--- PROVIDED MATERIAL ---

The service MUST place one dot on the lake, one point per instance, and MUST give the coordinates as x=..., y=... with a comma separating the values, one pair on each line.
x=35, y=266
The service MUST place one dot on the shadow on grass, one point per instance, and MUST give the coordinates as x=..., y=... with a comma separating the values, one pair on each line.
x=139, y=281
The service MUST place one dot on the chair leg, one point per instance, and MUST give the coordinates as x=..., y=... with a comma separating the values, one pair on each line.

---
--- PROVIDED MATERIAL ---

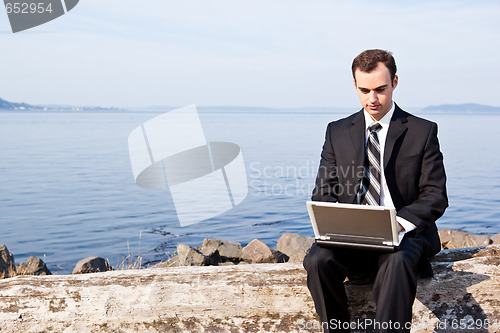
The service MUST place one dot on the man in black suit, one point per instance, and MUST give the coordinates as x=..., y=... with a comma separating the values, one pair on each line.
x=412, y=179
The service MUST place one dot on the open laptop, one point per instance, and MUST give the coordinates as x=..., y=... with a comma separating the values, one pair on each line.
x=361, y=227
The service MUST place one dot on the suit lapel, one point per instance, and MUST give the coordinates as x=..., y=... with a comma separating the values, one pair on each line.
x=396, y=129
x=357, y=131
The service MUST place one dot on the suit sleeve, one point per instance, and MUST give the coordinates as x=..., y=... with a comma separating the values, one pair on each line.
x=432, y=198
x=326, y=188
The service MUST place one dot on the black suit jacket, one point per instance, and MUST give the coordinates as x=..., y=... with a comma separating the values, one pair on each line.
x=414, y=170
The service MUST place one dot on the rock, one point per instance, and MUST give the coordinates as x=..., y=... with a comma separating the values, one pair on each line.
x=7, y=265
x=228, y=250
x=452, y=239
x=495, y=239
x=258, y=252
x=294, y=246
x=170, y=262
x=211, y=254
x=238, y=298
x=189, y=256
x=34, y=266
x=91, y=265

---

* _YOUR OBJECTIVE_
Out of the data above, set down the lines from the one with "The service MUST place one dot on the lake, one" to the one with "The service MUST place one dot on the chair", both included, exactly as written and with no additions.

* _RESULT BELOW_
The service MUST place one dot on the lake, one point per instance, and MUST give the coordinates as x=..., y=... with a comma separating the values, one pair on each line.
x=35, y=266
The service MUST place one dot on the shadow on grass, one point per instance, and MUST give the coordinates as x=..., y=... with a comma separating the values, one pair on each line.
x=139, y=281
The service MUST place one dot on the chair leg, one point per instance, and MUST give the coordinates as x=..., y=... with a comma separating the values, one pair on each line.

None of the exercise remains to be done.